[Page excerpt — start]

I wrote all these poems while living in a city; maybe I’ll have to move back to the woods to start writing about people.

VN: Your poem “Time Machine” published at the lit blog Drunk In a Midnight Choir evokes riotgrrl culture with references to Bikini Kill and the zine scene. In particular, it uses the speculative trope of time travel to revise the childhood of the speaker. She wants her younger self to know “that her body is a drum kit/with the right to crash and beat/and bang.” Do you think poets often overlook the ability of speculative elements to revise the past and rewrite it for empowerment?

CDA: I think there’s certainly a tendency to shy away from or look down on speculative elements in poetry, that they’re seen as not “literary” enough. But I’m not trying to get into the New Yorker with ten beautifully crafted lines about a tree branch. That’s not my style – that’s not the kind of poetry that’s exciting to me. And I do think that there are a lot of poets out there taking those risks, pushing away the whole Western canon idea of what an appropriate subject for a poem is. I think Kiki Petrosino is doing that; I think Rachel McKibbens is doing that; I think Sophia Holtz is doing that. More time travel in poetry in 2016!

VN: Your poems are full of startling, evocative images, which is something I always aim for in my own work. How do you find your images? Do you start with an idea, narrative, or scene and let the images unfold naturally? Do you start with a line/image and write the poem around it?

CDA:I don’t know if there’s a single way I arrive at an image. Sometimes one comes to me out of something like a half-seen photograph or a misread phrase and I build a poem around it (“The Beast Deer” started that way), but I think more often I’m trying to evoke a specific feeling – a sensation in the chest, a quality of light – and I use images to that end. I have a couple images that I’ve been playing with for years and the right poem hasn’t formed around them yet. I like an unexpected image; I think a reader is more likely to be struck by a poem, to carry it around after they’ve read it, if it surprises them.

VN: Your tumblr (which I loved reading!) was full of screencaps from America’s Next Top Model, and you’ve written a few poems about Tyra Banks. I’ve never watched the show myself, so I have to ask, what am I missing? What do find most compelling about it?

[Page excerpt — finish]
[Data to examine — start]

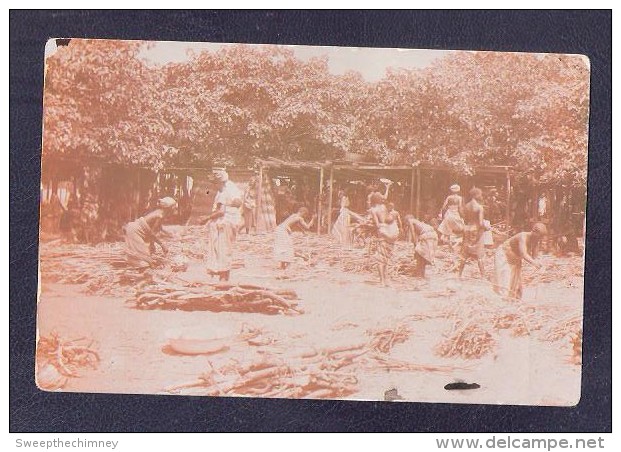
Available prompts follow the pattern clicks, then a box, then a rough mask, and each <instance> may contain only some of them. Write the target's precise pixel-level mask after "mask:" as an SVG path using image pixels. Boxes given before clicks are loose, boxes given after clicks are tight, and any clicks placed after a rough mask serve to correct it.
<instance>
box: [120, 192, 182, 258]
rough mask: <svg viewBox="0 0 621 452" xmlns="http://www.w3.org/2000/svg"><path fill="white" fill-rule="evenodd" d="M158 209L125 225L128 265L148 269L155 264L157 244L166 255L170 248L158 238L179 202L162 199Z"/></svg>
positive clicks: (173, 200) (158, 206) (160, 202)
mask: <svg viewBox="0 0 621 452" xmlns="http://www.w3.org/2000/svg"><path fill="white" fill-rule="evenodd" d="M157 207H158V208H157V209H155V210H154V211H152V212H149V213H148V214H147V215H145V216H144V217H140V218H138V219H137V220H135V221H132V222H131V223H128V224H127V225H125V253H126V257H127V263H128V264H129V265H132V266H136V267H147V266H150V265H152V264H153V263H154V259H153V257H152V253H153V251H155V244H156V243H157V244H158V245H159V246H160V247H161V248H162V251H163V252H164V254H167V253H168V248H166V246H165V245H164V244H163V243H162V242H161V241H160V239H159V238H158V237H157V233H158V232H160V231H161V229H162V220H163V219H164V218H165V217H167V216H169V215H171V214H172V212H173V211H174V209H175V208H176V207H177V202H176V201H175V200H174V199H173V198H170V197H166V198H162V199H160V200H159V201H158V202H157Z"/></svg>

[Data to examine — finish]

Requirement 1. Translate this sentence from the poetry interview into Spanish: "That’s not my style – that’s not the kind of poetry that’s exciting to me."
Requirement 2. Pick up the poetry interview after its last line and keep it going.
The rows are separate material and have no connection to the poetry interview.

Task response 1. Ese no es mi estilo: ese no es el tipo de poesía que me entusiasma.

Task response 2.
CDA: Reality competitions shows – the kind where a contestant gets eliminated at the end of every episode – are some of the most formulaic things on television, and I find them incredibly soothing. I also love that, despite its very questionable gender and racial politics, America’s Next Top Model is a show that (until they added men in cycle 20) focuses almost exclusively on women, how they interact with each other and what they want. Tyra Banks fascinates me because you can really watch her develop this persona over the course of 22 “cycles” – I just finished rewatching the first one and she’s so much more of a human being in it, but you can see the scaffolding of the figure she becomes by the end of it. I’m putting together a mini chapbook of the Tyra poems right now – they’re all explorations of the question “what if Tyra Banks, this woman who clearly thrives on attention and performance, were the last person on earth?”

VN: You also have some recent tumblr posts with pictures of collected things you “found on the ground.” Have you always had an eye for found objects, or is this a new habit of yours? Does it help you pay better attention to the world around you?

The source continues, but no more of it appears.